== Source data ==
"""

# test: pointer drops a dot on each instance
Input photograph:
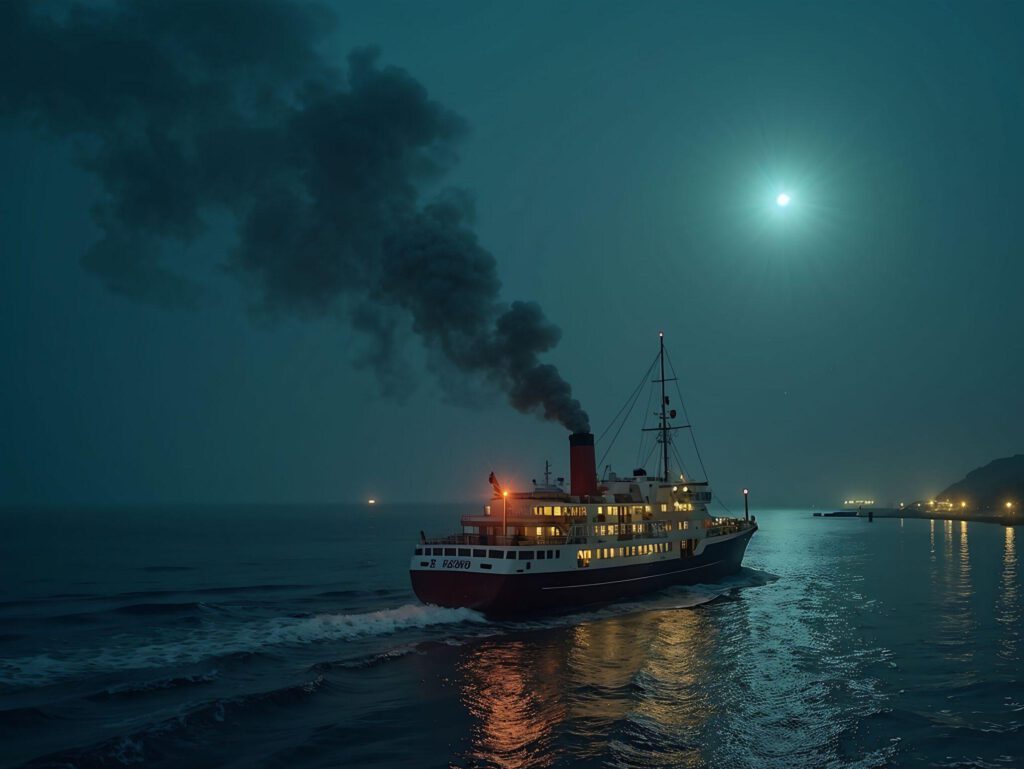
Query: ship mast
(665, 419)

"""
"""

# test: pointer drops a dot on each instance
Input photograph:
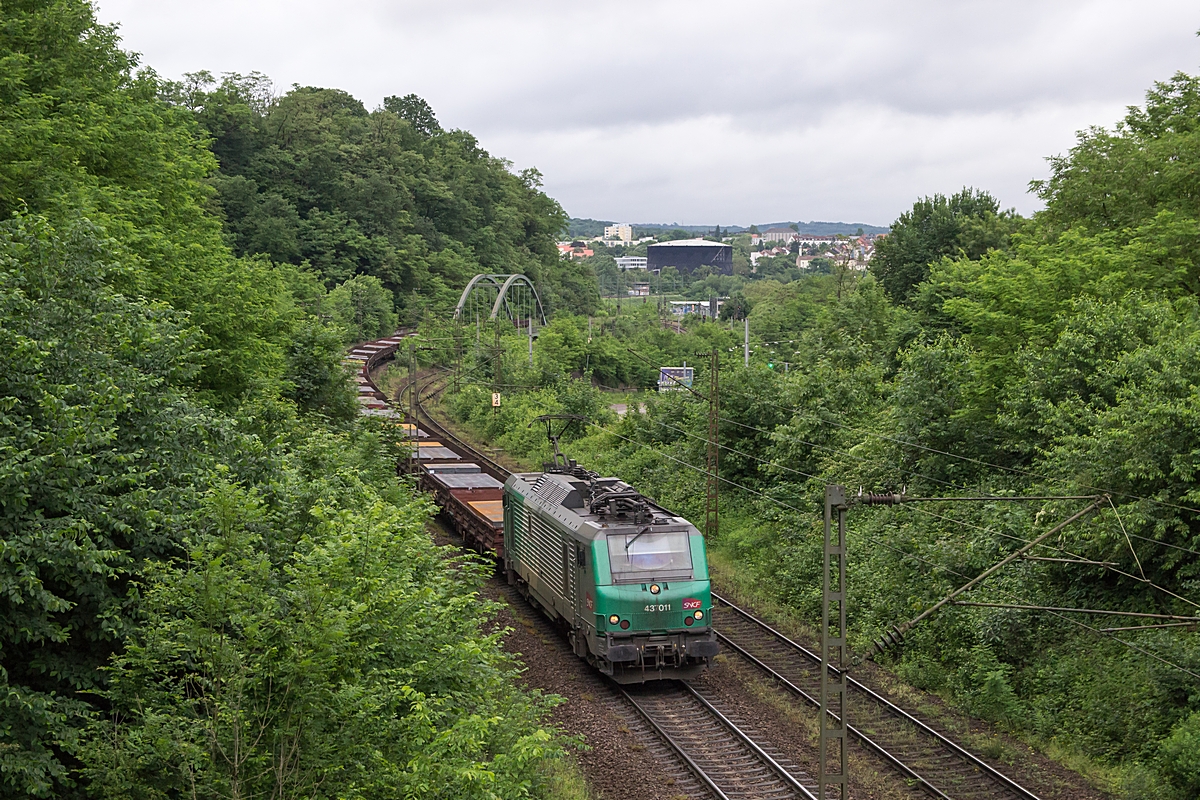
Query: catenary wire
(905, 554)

"""
"""

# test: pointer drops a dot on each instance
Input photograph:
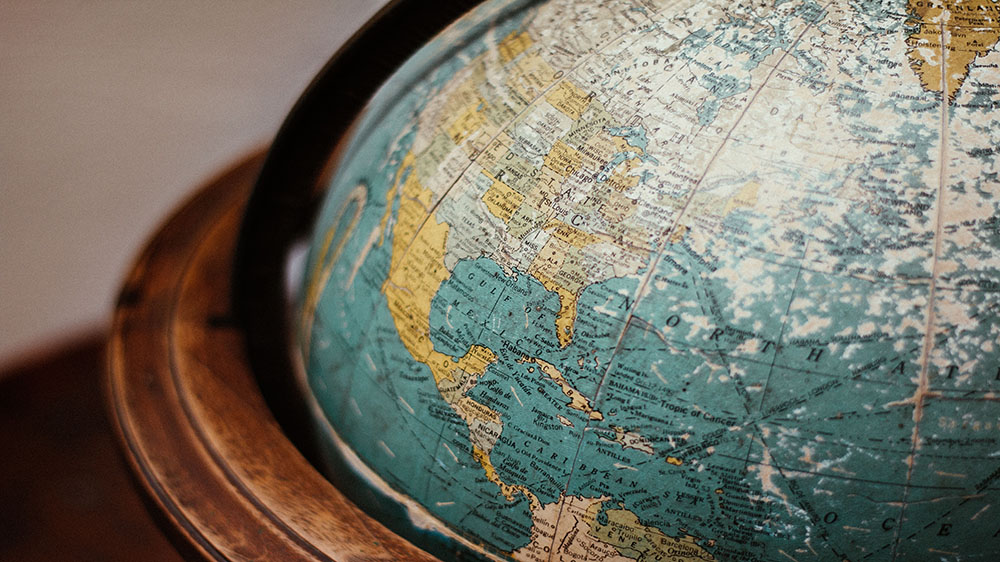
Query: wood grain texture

"""

== Set task ==
Show every line in the listing that contains the word "Query".

== Answer to this task ==
Query: ship mast
Query: catenary wire
Query: wood grain texture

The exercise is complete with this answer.